▶ REQUEST 1: According to the passage on Operation Halyard, how many American airmen were airlifted from Yugoslavia between 1 January and 15 October 1944?

▶ TEXT PROVIDED:
^^^^^^^^^^^^^^^^

ImageOperation Halyard was one of the largest Allied airlift operation behind enemy lines of World War II. The Yugoslav Partisans played a major role in saving downed Allied airmen. Serbian nationalists often claim that Chetniks saved over 500 downed airmed, but that figure is simply wrong. According to statistics compiled by the US Air Force Air Crew Rescue Unit, between 1 January and 15 October 1944, a total of 1,152 American airmen were airlifted from Yugoslavia, 795 with the assistance of the Yugoslav Partisans and 356 with the help of the Serbian Chetniks. In World War II, the Yugoslav Partisans were a multi-ethnic resistance force under the leadership of Josip Broz Tito (Josef Tito). It included Croats, Bosniaks (Bosnian Muslims), Jews, Roma (‘Cigani’), Slovenes, Albanians (‘Siptari’) and Serbs. On the other hand, the Chetniks were a Serbian nationalist organization led by opportunistic Nazi-collaborator General Draza Mihailovich (aka: Dragoljub Mihailovic).

Quazi-historians with obvious Serbian sympathies – like Lucien Karchmar – often cite the Operation Halyard as ‘evidence’ of the Chetnik’s anti-fascist ideology. After all, why would Serbian Nazi collaborators save 356 allied airmen? It is because Draza Mihailovic was going to great lengths to regain Allied support and to depict himself in a favorable light to the western Allies. With the Axis defeat in Europe a certainty and having lost all Allied support to the Partisans, Draza Mihailovic and his Nazi collaborationalist movement stood no chance of survival. The Allies were aware that Mihailovic’s Chetniks were at the same time also rescuing Nazi German and Nazi Ustasha aviators from Tito’s anti-fascist Partisans.

^^^^^^^^^^^^^^^^

▶ REQUEST 2: In the rows below, lay out the stretch from the line containing "Scouting pass: put a marker on the bed headboard, one" through the line containing "[(467, 240)]" as a JSON list of strings, one string per line, with blank lines omitted and no other lines included.

^^^^^^^^^^^^^^^^

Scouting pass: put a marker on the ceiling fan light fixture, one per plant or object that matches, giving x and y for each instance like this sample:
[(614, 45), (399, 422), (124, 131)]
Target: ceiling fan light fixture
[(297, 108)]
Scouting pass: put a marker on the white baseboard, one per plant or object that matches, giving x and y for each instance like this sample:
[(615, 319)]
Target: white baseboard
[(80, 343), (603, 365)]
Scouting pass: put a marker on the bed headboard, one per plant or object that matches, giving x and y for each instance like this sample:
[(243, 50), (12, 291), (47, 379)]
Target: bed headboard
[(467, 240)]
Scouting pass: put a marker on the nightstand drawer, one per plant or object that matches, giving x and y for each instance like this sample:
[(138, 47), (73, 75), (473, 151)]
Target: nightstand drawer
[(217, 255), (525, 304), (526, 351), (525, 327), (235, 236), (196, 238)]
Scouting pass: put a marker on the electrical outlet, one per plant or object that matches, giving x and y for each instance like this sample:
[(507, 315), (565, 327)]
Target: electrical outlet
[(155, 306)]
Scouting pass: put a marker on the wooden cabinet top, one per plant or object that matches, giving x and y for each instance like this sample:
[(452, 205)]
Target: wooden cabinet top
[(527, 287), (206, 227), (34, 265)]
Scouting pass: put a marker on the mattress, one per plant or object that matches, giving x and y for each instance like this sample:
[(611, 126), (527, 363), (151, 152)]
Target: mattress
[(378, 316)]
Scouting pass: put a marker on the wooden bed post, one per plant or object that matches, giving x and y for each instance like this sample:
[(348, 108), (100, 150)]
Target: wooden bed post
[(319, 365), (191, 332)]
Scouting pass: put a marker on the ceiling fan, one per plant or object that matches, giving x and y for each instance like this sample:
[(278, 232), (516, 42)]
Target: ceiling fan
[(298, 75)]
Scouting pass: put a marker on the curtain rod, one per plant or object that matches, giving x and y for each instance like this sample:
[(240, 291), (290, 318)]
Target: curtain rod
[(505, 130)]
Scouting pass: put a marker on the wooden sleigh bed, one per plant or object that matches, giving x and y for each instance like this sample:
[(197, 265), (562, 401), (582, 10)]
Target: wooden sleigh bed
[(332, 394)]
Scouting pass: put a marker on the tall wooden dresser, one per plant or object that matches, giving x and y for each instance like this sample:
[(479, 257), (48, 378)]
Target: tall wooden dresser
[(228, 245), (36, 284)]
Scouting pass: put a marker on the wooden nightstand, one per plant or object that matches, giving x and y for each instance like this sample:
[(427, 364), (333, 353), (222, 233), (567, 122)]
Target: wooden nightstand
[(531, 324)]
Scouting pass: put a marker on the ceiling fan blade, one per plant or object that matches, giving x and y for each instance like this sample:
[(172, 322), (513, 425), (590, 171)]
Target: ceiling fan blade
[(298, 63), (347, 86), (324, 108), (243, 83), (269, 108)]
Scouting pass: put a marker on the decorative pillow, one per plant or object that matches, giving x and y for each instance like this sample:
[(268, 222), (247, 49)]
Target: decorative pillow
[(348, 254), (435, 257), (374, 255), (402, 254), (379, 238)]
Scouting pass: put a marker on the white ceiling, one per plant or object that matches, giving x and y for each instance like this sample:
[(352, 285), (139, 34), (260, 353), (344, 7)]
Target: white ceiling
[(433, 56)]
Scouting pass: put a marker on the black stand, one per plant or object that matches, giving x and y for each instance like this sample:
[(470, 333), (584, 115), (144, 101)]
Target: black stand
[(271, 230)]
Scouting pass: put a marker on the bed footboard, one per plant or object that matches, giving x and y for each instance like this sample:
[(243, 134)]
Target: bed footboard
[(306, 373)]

^^^^^^^^^^^^^^^^

▶ TASK RESULT 1: 1,152 American airmen

▶ TASK RESULT 2:
[
  "Scouting pass: put a marker on the bed headboard, one per plant or object that matches, giving x and y for each instance like this sample:",
  "[(243, 50), (12, 291), (47, 379)]",
  "Target: bed headboard",
  "[(467, 240)]"
]